Short problem: Transcribe every record that appears below, exactly and in full.

Entries:

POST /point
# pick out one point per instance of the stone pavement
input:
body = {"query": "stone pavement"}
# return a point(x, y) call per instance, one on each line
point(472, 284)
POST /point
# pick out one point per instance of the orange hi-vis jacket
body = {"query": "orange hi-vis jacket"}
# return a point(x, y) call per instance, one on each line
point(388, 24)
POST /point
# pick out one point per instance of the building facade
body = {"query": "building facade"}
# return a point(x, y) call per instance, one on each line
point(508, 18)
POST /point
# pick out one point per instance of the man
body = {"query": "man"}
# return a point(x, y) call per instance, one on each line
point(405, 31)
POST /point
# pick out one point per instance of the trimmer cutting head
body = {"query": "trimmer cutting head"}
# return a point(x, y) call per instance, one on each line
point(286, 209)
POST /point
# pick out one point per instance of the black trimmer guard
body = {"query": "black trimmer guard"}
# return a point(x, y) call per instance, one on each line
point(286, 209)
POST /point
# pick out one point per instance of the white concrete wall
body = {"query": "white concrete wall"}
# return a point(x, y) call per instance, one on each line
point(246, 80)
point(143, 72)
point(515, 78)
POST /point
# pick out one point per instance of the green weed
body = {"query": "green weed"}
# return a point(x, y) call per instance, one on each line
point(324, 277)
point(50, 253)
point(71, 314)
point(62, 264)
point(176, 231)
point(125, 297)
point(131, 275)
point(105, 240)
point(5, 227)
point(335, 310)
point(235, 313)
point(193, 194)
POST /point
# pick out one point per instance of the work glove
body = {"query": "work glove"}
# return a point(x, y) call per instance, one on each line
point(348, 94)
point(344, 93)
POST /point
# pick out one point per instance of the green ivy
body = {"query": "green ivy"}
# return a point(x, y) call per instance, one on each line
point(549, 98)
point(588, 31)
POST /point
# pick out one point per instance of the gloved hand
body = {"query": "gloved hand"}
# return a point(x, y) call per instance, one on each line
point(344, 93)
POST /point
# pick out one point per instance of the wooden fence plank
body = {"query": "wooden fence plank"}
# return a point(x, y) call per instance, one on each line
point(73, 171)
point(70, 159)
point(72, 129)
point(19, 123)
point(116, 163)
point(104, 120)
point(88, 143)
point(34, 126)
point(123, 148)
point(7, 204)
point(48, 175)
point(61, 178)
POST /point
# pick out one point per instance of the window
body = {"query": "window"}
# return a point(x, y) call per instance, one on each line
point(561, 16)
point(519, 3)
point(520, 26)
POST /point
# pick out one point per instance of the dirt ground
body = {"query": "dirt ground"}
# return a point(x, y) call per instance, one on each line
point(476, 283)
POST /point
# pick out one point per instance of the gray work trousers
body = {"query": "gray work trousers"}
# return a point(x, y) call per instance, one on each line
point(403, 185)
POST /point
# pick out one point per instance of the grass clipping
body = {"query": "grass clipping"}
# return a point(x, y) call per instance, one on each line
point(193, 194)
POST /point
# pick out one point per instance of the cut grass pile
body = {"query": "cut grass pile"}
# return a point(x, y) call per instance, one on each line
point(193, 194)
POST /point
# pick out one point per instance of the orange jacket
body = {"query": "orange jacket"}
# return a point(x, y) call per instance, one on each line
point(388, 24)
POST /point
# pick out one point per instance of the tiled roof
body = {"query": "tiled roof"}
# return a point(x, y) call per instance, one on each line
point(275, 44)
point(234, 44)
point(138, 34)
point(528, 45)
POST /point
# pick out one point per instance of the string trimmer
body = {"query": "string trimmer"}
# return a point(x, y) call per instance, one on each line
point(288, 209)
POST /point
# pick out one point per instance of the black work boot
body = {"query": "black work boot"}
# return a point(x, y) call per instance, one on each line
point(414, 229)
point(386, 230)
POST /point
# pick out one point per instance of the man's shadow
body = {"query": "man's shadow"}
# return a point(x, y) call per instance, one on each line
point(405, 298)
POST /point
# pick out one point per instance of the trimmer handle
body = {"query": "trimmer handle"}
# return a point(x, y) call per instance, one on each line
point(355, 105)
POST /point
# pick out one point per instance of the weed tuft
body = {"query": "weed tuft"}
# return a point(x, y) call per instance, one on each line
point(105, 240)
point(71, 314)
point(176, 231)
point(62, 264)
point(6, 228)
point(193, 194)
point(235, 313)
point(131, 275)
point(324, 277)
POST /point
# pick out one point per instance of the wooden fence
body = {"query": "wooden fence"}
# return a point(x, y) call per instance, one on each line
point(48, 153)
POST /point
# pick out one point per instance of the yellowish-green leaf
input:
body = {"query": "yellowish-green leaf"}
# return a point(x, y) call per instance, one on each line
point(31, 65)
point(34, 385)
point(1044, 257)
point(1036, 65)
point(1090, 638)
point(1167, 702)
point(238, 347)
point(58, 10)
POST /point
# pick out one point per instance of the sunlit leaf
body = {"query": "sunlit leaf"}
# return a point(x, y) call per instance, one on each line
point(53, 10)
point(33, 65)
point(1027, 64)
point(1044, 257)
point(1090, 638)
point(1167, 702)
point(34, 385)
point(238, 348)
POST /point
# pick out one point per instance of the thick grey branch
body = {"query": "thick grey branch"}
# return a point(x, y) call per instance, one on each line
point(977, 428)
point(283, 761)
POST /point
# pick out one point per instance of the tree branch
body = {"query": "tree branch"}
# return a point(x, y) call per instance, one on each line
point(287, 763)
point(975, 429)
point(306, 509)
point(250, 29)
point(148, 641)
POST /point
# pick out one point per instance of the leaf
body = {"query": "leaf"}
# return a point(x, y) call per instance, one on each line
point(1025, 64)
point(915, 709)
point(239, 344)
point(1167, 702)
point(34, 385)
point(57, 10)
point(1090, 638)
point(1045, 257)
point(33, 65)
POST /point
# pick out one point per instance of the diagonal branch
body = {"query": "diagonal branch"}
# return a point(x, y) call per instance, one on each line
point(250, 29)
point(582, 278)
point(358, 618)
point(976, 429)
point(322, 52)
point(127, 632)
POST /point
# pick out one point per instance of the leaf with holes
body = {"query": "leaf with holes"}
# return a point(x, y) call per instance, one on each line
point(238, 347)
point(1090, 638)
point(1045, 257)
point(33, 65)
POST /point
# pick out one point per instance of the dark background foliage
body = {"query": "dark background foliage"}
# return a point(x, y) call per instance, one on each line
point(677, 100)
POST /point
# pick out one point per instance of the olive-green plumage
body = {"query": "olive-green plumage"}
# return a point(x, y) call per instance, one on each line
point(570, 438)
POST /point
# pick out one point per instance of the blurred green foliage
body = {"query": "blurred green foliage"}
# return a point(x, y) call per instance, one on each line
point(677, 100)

Correct response:
POST /point
# pick out one point per instance of the stone pavement
input:
body = {"query": "stone pavement"}
# return a point(x, y) call per instance, one on each line
point(472, 284)
POST /point
# pick out one point per instance of the orange hi-vis jacket
body = {"query": "orange hi-vis jacket"}
# return a point(x, y) call per instance, one on each line
point(388, 24)
POST /point
# pick out one point per instance of the building facade
body = {"query": "building facade"}
# return a point(x, y) call per instance, one on each line
point(508, 18)
POST /point
# pick out one point per instance of the man
body = {"query": "man"}
# return a point(x, y) call per instance, one on each line
point(405, 31)
POST /point
# pick out one point per instance of the trimmer cutting head
body = {"query": "trimmer cutting head"}
# return a point(x, y) call per instance, one on each line
point(286, 209)
POST /point
# pick out one point per instance of the black trimmer guard
body = {"query": "black trimmer guard"}
# return a point(x, y) call per instance, one on each line
point(286, 209)
POST /point
# pick out one point per instance of the white concrete wall
body = {"query": "white concrete wall"}
# return a point(x, y) call per instance, one on each line
point(246, 80)
point(143, 72)
point(515, 78)
POST /point
# pick out one point per instance of the green weed
body = {"query": "green weed"}
# return a point(x, y) call per instance, one on each line
point(324, 277)
point(50, 253)
point(71, 314)
point(62, 264)
point(176, 231)
point(125, 297)
point(131, 275)
point(105, 240)
point(5, 227)
point(335, 310)
point(235, 313)
point(193, 194)
POST /point
# pick out one point per instance of the work glove
body = {"query": "work glove"}
# return a point(x, y) call per instance, one on each line
point(348, 94)
point(344, 93)
POST /point
# pick out one point per instance of the green ivy
body = {"query": "green ivy"}
# return a point(x, y) call per instance, one on each line
point(549, 98)
point(588, 31)
POST /point
# pick out one point per instance of the gloved hand
body = {"query": "gloved hand"}
# return a point(x, y) call per instance, one on each line
point(344, 93)
POST /point
# pick out one point per instance of the wooden fence plank
body = {"query": "wooden fence plank"}
# return a point(x, y) call per instance, one on each line
point(73, 171)
point(70, 159)
point(72, 129)
point(19, 123)
point(116, 163)
point(104, 120)
point(88, 143)
point(34, 126)
point(123, 148)
point(7, 204)
point(48, 175)
point(61, 178)
POST /point
# pick out one point per instance of the window
body = {"query": "window"}
# return a point(x, y) call per instance, one on each line
point(561, 16)
point(519, 3)
point(520, 26)
POST /point
# pick out one point per instance of the dirt ground
body = {"query": "dirt ground"}
# return a point(x, y) call per instance, one on each line
point(476, 283)
POST /point
# pick out one point per instance of the gray work trousers
body = {"query": "gray work trousers"}
# return a point(x, y) call per instance, one on each line
point(403, 185)
POST /point
# pick out one point per instance of the grass clipping
body = {"query": "grass clipping"}
# return a point(x, y) call per instance, one on each line
point(193, 194)
POST /point
# pick out one point per instance of the cut grass pile
body = {"query": "cut grass pile"}
# return a point(x, y) call per instance, one on each line
point(193, 194)
POST /point
# pick out one point per instance of the orange jacket
body = {"query": "orange jacket"}
# return a point(x, y) call per instance, one on each line
point(388, 24)
POST /point
# pick out one point per instance of the tiled roof
body = {"query": "tiled roof"}
# return a point(x, y) call per instance, one on each line
point(275, 44)
point(234, 44)
point(138, 34)
point(528, 45)
POST /point
# pick out one point per instance of the string trimmer
body = {"query": "string trimmer"}
# return a point(x, y) call per instance, one on each line
point(288, 209)
POST /point
# pick out one point per instance of the black work boot
body = {"query": "black work boot"}
# return a point(x, y) call per instance, one on each line
point(414, 229)
point(386, 230)
POST /point
# pick out one point per instance of the man's shadow
body = {"query": "man's shadow"}
# return a point(x, y) call per instance, one on each line
point(405, 298)
POST /point
# pick out one point per instance of the trimmer handle
body = {"query": "trimmer handle"}
# return a point(x, y) call per instance, one on each line
point(355, 105)
POST /point
# pick out one point per instance of the weed tuft
body = {"query": "weed tuft"}
# return a point(x, y) call per instance, one on each line
point(105, 240)
point(71, 314)
point(176, 231)
point(62, 264)
point(6, 228)
point(193, 194)
point(235, 313)
point(131, 275)
point(324, 277)
POST /point
# pick out one point per instance of the wooden fence
body = {"query": "wooden fence"}
# return a point(x, y) call per instance, one on each line
point(48, 153)
POST /point
# pick out one point per instance of the yellowish-green leaf
input:
body = {"query": "yellowish-green leaf"}
# return a point(x, y) call per instance, one on each line
point(31, 65)
point(34, 385)
point(1044, 257)
point(1036, 65)
point(1090, 638)
point(1167, 702)
point(238, 347)
point(58, 10)
POST /point
# pick out one point per instance of the sunlit leaf
body = {"query": "sunlit leaf"}
# return a point(x, y) call per instance, one on each line
point(53, 10)
point(33, 65)
point(1027, 64)
point(1044, 257)
point(1090, 638)
point(1167, 702)
point(34, 385)
point(238, 348)
POST /point
# pick out one point per instance of the thick grey branch
body = {"query": "thick grey branch"}
# return a point(x, y) call per instance, one on each line
point(977, 428)
point(283, 761)
POST /point
# pick out one point per instance of the tree branch
body = {"query": "tree branch"}
# return a point(x, y) call per instance, one on each line
point(287, 763)
point(975, 429)
point(306, 509)
point(250, 29)
point(148, 641)
POST /point
# pick out one point per instance of the leaf
body = {"query": "leaf"}
# return a point(x, y) call per instance, one on each line
point(1025, 64)
point(915, 709)
point(239, 344)
point(1167, 702)
point(34, 385)
point(57, 10)
point(1090, 638)
point(1045, 257)
point(33, 65)
POST /point
# pick out one point per instance of the diagonal branch
body = {"query": "diagonal branch"}
# return a point(x, y) call per instance, one on each line
point(250, 29)
point(582, 278)
point(358, 618)
point(976, 429)
point(322, 52)
point(127, 632)
POST /point
# pick out one point per instance of the leaf with holes
body = {"query": "leaf with holes"}
# return a point(x, y) call per instance, one on each line
point(238, 347)
point(1090, 638)
point(1045, 257)
point(33, 65)
POST /point
# pick out one point per instance of the dark background foliage
body = {"query": "dark background foliage"}
# return a point(x, y) call per instance, one on each line
point(677, 100)
POST /point
# pick out one point per instance of the olive-green plumage
body = {"query": "olive-green plumage"}
# return a point(x, y) call per instance, one on each line
point(570, 438)
POST /point
# pick out one point per instance of the blurred green foliage
body = {"query": "blurred green foliage"}
# return a point(x, y) call per instance, one on each line
point(677, 100)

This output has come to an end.